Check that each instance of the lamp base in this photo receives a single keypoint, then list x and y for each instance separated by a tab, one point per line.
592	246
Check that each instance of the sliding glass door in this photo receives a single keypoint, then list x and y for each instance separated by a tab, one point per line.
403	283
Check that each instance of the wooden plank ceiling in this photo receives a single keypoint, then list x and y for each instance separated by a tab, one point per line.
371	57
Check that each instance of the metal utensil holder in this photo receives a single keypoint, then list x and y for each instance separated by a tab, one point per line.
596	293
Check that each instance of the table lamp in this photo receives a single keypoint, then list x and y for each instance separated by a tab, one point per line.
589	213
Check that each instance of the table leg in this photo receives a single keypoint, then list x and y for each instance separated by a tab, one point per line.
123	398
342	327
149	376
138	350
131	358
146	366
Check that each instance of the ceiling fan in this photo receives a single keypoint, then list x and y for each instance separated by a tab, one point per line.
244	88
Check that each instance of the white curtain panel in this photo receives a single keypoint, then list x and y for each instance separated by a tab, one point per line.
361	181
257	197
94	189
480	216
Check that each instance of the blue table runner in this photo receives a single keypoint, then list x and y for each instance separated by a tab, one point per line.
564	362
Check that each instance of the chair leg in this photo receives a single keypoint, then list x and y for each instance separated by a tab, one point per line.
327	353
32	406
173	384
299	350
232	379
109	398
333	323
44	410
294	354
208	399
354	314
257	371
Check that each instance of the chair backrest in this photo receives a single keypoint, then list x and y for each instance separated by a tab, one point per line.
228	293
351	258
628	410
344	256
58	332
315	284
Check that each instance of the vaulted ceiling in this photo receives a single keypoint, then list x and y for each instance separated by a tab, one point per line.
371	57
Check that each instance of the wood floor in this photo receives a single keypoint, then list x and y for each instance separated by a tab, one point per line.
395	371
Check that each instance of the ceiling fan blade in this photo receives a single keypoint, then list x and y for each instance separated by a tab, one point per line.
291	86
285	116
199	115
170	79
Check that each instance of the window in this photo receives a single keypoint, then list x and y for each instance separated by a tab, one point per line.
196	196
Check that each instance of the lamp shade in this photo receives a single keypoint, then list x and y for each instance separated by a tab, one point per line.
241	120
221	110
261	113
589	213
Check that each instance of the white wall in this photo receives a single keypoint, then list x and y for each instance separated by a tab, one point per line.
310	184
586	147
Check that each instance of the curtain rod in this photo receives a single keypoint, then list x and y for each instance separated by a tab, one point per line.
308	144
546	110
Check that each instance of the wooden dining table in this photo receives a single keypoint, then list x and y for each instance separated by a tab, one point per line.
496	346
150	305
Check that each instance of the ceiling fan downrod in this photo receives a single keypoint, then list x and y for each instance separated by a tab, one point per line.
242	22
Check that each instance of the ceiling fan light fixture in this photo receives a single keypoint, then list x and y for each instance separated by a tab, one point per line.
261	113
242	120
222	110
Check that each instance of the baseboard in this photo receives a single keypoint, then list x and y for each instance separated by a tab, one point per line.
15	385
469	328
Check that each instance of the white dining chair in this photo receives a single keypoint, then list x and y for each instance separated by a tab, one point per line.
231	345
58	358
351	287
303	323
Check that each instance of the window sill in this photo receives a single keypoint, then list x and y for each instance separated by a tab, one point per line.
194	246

• _Aim_: Return exactly the lines from the line bearing "Check that each instance of the wood floor" to the end of the records, inclusive of both; include no other lines.

• _Full solution_:
Check that each instance of the wood floor in this photo receives a single keypoint, then list x and y for each instance separated by a tab, one point per line.
395	371
Check that each instance of the ceiling fan blade in this photo receives a single keypoint, then list x and y for each instance separated by a tab, one point per line.
291	86
285	116
199	115
170	79
Check that each instance of the window in this photo receives a single keypoint, then list x and y for each instance separated by a tab, one point per line.
196	196
Check that each instance of the lamp shade in this photo receives a single keypoint, then list x and y for each instance separated by a tab, one point per line.
241	120
221	110
261	113
589	213
Check that each instance of the white wall in this photo receives a single keypoint, then list x and y for each instance separated by a tab, one point per line.
310	184
586	147
Check that each instance of the curtain rod in this photo receives a single keypoint, then list x and y for each instance separated by a tab, one point per line.
308	144
546	110
Check that each instance of the wooden dining table in this photo receives a single keypoint, then list x and y for each instance separated by a tab, one point per line.
496	346
150	305
Check that each instance of the ceiling fan downrod in this photo receives a single keypoint, then list x and y for each instance separated by a tab, one point per line.
242	22
Check that each instance of the ceiling fan light fixture in this photo receives a single keypoint, then list x and y for each instance separated by a tab, one point per line.
261	113
242	120
222	110
Check that each instance of the baseboard in this photo receives a single keypoint, then list x and y for each instance separated by a tab, one point per line.
15	385
469	328
Check that each instance of the white dining chair in this photo receives a single keypoint, then list x and y for each instance separated by a tab, one point per line.
231	345
58	358
351	287
303	323
Check that each instance of the window sill in this photo receives a single keypoint, then list x and y for each instance separated by a tab, one point per line.
194	246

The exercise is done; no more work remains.